Data entries:
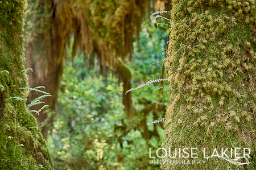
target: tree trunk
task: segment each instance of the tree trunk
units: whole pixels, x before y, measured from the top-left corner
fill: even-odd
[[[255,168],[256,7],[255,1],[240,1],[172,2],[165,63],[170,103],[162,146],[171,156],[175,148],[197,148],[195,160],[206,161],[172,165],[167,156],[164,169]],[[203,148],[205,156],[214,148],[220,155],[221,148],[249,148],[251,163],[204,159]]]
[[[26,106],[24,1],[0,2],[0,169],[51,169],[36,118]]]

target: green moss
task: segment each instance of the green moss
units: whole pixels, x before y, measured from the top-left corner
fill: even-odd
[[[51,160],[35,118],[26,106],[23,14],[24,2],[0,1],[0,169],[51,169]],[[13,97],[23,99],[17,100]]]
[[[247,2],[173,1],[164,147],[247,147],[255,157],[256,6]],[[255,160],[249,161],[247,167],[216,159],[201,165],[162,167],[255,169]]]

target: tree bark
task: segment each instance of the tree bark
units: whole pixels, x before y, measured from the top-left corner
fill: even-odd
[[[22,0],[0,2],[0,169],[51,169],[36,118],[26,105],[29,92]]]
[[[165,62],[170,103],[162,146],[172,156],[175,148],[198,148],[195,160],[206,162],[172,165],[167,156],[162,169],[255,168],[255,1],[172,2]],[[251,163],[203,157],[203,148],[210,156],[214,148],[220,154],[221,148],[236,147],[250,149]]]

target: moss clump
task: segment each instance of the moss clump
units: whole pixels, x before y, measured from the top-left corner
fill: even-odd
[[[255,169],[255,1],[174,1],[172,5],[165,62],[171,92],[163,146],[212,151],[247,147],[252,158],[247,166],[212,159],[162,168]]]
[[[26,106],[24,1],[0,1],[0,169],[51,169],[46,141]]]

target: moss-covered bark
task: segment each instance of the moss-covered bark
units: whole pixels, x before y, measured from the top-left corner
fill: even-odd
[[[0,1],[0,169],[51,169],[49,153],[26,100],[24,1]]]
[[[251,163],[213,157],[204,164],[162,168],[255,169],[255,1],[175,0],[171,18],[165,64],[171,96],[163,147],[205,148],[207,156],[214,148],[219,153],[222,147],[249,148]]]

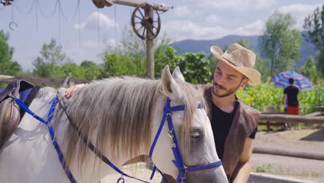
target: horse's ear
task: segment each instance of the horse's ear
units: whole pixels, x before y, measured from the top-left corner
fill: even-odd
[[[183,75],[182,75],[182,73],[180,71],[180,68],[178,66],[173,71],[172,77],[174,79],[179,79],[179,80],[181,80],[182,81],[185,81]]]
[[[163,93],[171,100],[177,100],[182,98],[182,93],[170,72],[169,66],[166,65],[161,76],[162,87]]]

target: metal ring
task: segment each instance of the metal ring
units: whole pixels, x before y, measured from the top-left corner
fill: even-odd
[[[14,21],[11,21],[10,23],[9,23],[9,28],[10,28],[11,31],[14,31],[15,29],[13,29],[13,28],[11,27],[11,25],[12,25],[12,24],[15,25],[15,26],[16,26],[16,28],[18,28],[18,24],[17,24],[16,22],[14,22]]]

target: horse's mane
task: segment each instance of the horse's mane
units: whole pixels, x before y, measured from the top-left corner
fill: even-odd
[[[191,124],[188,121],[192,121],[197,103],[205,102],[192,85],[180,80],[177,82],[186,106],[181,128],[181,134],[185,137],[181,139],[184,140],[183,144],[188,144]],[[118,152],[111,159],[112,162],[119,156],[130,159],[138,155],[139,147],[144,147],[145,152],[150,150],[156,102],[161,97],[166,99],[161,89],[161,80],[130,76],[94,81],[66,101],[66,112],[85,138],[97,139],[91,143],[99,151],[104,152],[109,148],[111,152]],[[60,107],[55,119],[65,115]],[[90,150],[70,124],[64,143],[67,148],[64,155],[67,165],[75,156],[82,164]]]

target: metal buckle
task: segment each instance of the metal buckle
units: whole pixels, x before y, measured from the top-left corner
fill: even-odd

Aim
Write out again every line between the lines holding "target: moss clump" and "[[[26,106],[24,1],[0,1],[0,169],[51,169],[46,141]]]", inclusive, with the requests included. Move each polygon coordinate in the answer outlines by adding 75 to it, and leave the requests unchanged.

Written solution
target: moss clump
task: segment each instance of the moss clump
units: whole pixels, x before y, measured from the top-left corner
fill: even-odd
[[[330,244],[330,76],[249,76],[247,80],[240,137],[246,167],[238,221],[287,226],[322,222],[327,233],[322,241],[287,234],[237,243]]]
[[[101,181],[99,76],[75,76],[75,244],[126,244],[121,216]]]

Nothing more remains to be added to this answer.